**What the task requires**
Copy each line from the listing below where the word "above" shows up.

**The records**
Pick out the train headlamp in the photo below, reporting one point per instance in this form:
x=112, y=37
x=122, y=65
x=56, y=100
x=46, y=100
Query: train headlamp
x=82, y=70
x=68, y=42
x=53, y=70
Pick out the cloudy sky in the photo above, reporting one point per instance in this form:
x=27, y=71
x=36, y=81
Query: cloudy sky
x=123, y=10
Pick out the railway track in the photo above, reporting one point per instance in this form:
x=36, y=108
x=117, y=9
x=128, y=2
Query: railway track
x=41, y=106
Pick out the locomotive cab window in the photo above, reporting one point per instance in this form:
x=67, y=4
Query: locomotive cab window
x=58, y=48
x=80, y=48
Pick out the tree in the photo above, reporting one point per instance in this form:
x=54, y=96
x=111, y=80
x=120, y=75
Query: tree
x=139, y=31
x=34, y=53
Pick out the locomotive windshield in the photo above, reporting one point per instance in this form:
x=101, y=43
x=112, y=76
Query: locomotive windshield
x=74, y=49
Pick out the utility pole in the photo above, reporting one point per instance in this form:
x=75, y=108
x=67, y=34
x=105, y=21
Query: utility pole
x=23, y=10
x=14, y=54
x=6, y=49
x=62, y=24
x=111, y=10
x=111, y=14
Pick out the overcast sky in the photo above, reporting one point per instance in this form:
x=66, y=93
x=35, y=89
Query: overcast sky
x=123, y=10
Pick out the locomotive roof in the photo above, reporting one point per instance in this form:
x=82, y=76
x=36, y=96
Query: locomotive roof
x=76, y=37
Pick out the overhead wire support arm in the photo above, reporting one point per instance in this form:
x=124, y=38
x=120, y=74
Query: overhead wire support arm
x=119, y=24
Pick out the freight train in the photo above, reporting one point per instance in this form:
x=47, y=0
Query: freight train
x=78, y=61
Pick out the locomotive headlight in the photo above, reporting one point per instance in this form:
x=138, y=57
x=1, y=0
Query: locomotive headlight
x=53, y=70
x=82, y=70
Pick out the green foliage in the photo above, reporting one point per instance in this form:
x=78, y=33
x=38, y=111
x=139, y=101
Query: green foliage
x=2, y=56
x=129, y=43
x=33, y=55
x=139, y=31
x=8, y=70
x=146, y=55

**Solution**
Pick out the cloudy sky in the photo above, reporting one point per instance in this form:
Pick out the railway track in the photo above, reporting one point per instance in this form:
Pick out the locomotive cab window in the photo above, reporting one point per instance in this form:
Pick out the tree in the photo above, reporting one point per instance in this form:
Pick out the locomotive windshield in the photo above, reporting one point per instance in this form:
Pick out the utility pole in the photo above, reporting one point per instance in this form:
Pick out the overcast sky in the photo above, reporting one point per instance in this form:
Pick out the locomotive roof in the photo above, reporting one point per instance in this form:
Pick out the overhead wire support arm in the photo above, reporting one point per instance in this form:
Pick out the freight train in the photo above, reporting one point per instance in this form:
Pick out the locomotive headlight in the photo above, reporting one point per instance in this form:
Pick out the green foliage in the photo above, reporting one point per instance in this form:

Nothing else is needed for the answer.